*GIVEN PROBLEM*.
Please print the full listing exactly.

-- EXTRACTED RECORDS start --

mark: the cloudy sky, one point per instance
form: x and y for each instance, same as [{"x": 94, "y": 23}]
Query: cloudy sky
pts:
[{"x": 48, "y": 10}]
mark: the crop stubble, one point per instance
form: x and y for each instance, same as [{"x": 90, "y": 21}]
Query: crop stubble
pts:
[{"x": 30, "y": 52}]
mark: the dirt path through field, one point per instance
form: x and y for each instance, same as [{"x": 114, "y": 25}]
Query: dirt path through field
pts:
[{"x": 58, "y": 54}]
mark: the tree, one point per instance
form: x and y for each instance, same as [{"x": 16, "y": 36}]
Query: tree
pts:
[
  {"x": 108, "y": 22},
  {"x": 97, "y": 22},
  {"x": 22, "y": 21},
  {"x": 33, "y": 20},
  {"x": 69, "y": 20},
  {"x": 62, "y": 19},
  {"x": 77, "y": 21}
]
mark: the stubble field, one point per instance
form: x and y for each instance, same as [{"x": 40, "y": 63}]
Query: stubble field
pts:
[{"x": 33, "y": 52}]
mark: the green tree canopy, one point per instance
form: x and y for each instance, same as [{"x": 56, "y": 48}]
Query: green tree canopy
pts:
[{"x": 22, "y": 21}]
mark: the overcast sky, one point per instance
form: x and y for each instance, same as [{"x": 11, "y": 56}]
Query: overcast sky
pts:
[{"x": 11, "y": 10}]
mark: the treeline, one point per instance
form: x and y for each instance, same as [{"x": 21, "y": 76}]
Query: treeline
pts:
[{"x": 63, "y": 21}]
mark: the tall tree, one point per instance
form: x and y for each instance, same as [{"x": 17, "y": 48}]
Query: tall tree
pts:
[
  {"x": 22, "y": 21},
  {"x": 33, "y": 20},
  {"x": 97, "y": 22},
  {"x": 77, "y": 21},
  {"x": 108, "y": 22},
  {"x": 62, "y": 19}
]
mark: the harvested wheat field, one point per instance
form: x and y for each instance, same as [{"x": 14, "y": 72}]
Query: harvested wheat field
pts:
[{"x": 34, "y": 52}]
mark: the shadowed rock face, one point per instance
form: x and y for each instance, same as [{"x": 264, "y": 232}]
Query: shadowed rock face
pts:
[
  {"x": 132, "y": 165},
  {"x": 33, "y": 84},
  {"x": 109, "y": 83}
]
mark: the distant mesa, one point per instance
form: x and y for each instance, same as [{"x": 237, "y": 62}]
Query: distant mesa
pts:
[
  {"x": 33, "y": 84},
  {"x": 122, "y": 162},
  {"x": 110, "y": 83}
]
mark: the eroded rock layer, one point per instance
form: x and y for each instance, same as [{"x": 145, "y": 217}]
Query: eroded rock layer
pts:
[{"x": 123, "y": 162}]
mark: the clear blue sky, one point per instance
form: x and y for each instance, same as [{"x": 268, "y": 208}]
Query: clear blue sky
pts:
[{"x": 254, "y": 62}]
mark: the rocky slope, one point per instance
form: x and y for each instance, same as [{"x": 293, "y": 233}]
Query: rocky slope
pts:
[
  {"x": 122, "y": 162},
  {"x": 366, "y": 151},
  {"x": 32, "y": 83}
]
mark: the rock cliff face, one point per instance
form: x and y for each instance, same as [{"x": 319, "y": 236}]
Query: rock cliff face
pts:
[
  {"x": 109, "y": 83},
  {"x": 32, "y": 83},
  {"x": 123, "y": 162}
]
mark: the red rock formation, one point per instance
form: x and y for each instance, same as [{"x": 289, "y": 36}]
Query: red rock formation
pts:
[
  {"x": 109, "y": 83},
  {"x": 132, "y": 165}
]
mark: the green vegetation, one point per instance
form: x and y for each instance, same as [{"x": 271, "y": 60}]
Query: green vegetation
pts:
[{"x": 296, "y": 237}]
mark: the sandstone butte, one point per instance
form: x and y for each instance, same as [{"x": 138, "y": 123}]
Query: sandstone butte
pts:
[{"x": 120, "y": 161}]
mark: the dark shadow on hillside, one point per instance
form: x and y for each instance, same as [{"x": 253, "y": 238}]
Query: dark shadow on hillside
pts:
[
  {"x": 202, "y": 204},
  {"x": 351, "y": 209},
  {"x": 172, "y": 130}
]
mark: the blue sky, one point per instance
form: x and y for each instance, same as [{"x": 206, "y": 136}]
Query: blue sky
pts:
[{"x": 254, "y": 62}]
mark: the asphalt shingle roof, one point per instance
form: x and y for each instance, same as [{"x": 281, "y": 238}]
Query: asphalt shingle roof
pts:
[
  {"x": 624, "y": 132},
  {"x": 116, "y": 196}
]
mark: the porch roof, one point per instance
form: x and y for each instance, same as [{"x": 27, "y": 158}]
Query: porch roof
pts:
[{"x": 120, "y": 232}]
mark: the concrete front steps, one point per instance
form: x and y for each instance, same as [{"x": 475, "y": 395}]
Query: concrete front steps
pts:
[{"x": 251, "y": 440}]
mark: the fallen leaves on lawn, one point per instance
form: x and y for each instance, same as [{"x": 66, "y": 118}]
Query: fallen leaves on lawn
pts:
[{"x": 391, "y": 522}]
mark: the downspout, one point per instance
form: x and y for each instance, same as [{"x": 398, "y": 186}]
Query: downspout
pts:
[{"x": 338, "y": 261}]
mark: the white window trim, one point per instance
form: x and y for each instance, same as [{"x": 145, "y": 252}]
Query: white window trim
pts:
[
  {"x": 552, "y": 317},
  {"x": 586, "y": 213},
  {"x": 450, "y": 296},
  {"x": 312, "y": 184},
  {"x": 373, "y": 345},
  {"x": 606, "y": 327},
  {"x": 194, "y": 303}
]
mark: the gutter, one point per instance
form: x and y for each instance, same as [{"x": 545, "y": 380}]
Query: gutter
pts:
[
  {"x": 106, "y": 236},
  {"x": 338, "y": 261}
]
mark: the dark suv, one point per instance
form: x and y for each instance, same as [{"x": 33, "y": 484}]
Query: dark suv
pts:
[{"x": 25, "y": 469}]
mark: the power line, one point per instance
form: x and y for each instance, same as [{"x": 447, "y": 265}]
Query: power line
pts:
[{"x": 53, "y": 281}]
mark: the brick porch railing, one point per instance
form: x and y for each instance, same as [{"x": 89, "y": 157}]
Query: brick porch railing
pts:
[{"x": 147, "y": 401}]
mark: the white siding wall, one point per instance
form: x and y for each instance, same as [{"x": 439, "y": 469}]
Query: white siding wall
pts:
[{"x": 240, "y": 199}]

-- EXTRACTED RECORDS end --

*OUTPUT FOR THIS TASK*.
mark: the cloudy sky, one point per instance
form: x and y for each instance, same as [{"x": 94, "y": 23}]
Query: cloudy sky
pts:
[{"x": 48, "y": 10}]
mark: the crop stubble, one point per instance
form: x and y for each instance, same as [{"x": 90, "y": 21}]
Query: crop stubble
pts:
[{"x": 30, "y": 52}]
mark: the dirt path through field, one point per instance
form: x and y for each instance, same as [{"x": 114, "y": 25}]
Query: dirt path through field
pts:
[{"x": 58, "y": 54}]
mark: the tree, one point per instance
form: x and y for each instance, same as [{"x": 16, "y": 36}]
Query: tree
pts:
[
  {"x": 108, "y": 22},
  {"x": 97, "y": 22},
  {"x": 22, "y": 21},
  {"x": 33, "y": 20},
  {"x": 69, "y": 20},
  {"x": 62, "y": 19},
  {"x": 77, "y": 21}
]
mark: the stubble field, one point per instance
form: x and y for each instance, same as [{"x": 40, "y": 63}]
Query: stubble field
pts:
[{"x": 33, "y": 52}]
mark: the green tree canopy, one point per instance
form: x and y for each instance, same as [{"x": 56, "y": 48}]
Query: green tree canopy
pts:
[{"x": 22, "y": 21}]
mark: the overcast sky, one point per instance
form: x and y for each instance, same as [{"x": 11, "y": 56}]
Query: overcast sky
pts:
[{"x": 11, "y": 10}]
mark: the treeline, one point per instance
form: x and y for each instance, same as [{"x": 21, "y": 76}]
Query: treeline
pts:
[{"x": 63, "y": 21}]
mark: the tall tree, one point per instance
form: x and y for each instance, same as [{"x": 17, "y": 48}]
Query: tall tree
pts:
[
  {"x": 22, "y": 21},
  {"x": 33, "y": 20},
  {"x": 97, "y": 22},
  {"x": 77, "y": 21},
  {"x": 108, "y": 22},
  {"x": 62, "y": 19}
]
mark: the harvested wheat field, one point per instance
form: x and y for each instance, same as [{"x": 14, "y": 72}]
Query: harvested wheat field
pts:
[{"x": 34, "y": 52}]
mark: the shadowed rock face, one point per instance
form: x and y for each instance, same as [{"x": 264, "y": 232}]
Query: shadowed rock face
pts:
[
  {"x": 132, "y": 165},
  {"x": 33, "y": 84},
  {"x": 109, "y": 83}
]
mark: the distant mesa, one point per instance
form: x and y for each instance, same as [{"x": 237, "y": 62}]
Query: distant mesa
pts:
[
  {"x": 33, "y": 84},
  {"x": 122, "y": 162},
  {"x": 110, "y": 83}
]
mark: the eroded rock layer, one point per instance
form: x and y for each instance, same as [{"x": 145, "y": 217}]
Query: eroded rock layer
pts:
[{"x": 123, "y": 162}]
mark: the clear blue sky, one point per instance
form: x and y for each instance, same as [{"x": 268, "y": 208}]
Query: clear blue sky
pts:
[{"x": 254, "y": 62}]
mark: the rocky slope, one point per instance
form: x and y for each instance, same as [{"x": 293, "y": 233}]
Query: rocky slope
pts:
[
  {"x": 122, "y": 162},
  {"x": 366, "y": 151},
  {"x": 32, "y": 83}
]
mark: the rock cliff face, one point per instance
form: x and y for each instance, same as [{"x": 319, "y": 236}]
Query: rock cliff face
pts:
[
  {"x": 109, "y": 83},
  {"x": 32, "y": 83},
  {"x": 123, "y": 162}
]
mark: the red rock formation, one point per instance
form: x and y for each instance, same as [{"x": 289, "y": 36}]
Query: red rock formation
pts:
[
  {"x": 109, "y": 83},
  {"x": 132, "y": 165}
]
mark: the green vegetation, one point per instance
form: x and y for each instance, same as [{"x": 271, "y": 60}]
Query: green vegetation
pts:
[{"x": 296, "y": 237}]
mark: the sandstone butte, one point per instance
form: x and y for each instance, same as [{"x": 138, "y": 123}]
Query: sandstone butte
pts:
[{"x": 120, "y": 161}]
mark: the dark shadow on hillside, one point per instance
form: x and y for each instance, same as [{"x": 253, "y": 238}]
Query: dark shadow on hillside
pts:
[
  {"x": 202, "y": 204},
  {"x": 351, "y": 209},
  {"x": 172, "y": 130}
]
mark: the blue sky, one point per instance
form: x and y for each instance, same as [{"x": 206, "y": 136}]
Query: blue sky
pts:
[{"x": 254, "y": 62}]
mark: the asphalt shingle roof, one point per instance
form: x and y for each instance, same as [{"x": 281, "y": 238}]
Query: asphalt shingle roof
pts:
[
  {"x": 624, "y": 132},
  {"x": 116, "y": 196}
]
mark: the porch roof, one point per instance
form: x and y for each instance, same as [{"x": 27, "y": 158}]
Query: porch roof
pts:
[{"x": 120, "y": 232}]
mark: the concrete front steps, one point per instance
form: x and y for each instance, same as [{"x": 475, "y": 395}]
Query: concrete front steps
pts:
[{"x": 251, "y": 440}]
mark: the fallen leaves on lawn, one point per instance
form: x and y for each instance, same as [{"x": 66, "y": 118}]
Query: fallen leaves on lawn
pts:
[{"x": 391, "y": 522}]
mark: the downspout, one point per instance
form: x and y for each instance, same as [{"x": 398, "y": 186}]
Query: downspout
pts:
[{"x": 338, "y": 261}]
mark: the white window trim, one point per instance
form: x and y for each instance, same as [{"x": 145, "y": 252}]
Query: white window trim
pts:
[
  {"x": 552, "y": 317},
  {"x": 586, "y": 213},
  {"x": 450, "y": 296},
  {"x": 312, "y": 184},
  {"x": 373, "y": 345},
  {"x": 606, "y": 327},
  {"x": 194, "y": 303}
]
mark: the gutter, one point per instance
form: x and y for each instance, same as [{"x": 545, "y": 380}]
Query: gutter
pts:
[
  {"x": 106, "y": 236},
  {"x": 338, "y": 261}
]
mark: the dark suv, one point per instance
form: x and y for each instance, same as [{"x": 33, "y": 484}]
Query: dark suv
pts:
[{"x": 25, "y": 469}]
mark: the power line, one point per instance
form: x and y for each instance, same as [{"x": 447, "y": 265}]
Query: power line
pts:
[{"x": 53, "y": 281}]
mark: the brick porch railing, one point per instance
form: x and y for each instance, same as [{"x": 89, "y": 157}]
Query: brick porch railing
pts:
[{"x": 147, "y": 401}]
mark: the white siding wall, one point per instance
form: x and y for each instance, same as [{"x": 439, "y": 469}]
Query: white siding wall
pts:
[{"x": 240, "y": 199}]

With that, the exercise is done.